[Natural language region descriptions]
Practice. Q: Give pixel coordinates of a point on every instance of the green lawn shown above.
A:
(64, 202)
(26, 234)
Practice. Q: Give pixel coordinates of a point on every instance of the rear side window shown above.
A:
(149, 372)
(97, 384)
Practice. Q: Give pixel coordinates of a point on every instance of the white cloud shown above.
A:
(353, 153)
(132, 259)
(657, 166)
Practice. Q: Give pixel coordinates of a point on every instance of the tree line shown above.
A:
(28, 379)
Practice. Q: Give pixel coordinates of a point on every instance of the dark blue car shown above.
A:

▶ _WHAT THE TASK ASKS_
Search the data above for the word "every". Copy each line it is in.

▶ _RESPONSE_
Practice. Q: Give pixel coordinates of a point on every instance of the green lawn shown above.
Practice. Q: Give pixel coordinates of a point on every instance of the rear side window shown above.
Practice. Q: Give pixel coordinates of a point on every instance of the white cloud shown above.
Practice. Q: Give pixel coordinates of a point on every instance of the tree line shown above.
Practice. Q: Give pixel coordinates of a point on every instance of the dark blue car shown above.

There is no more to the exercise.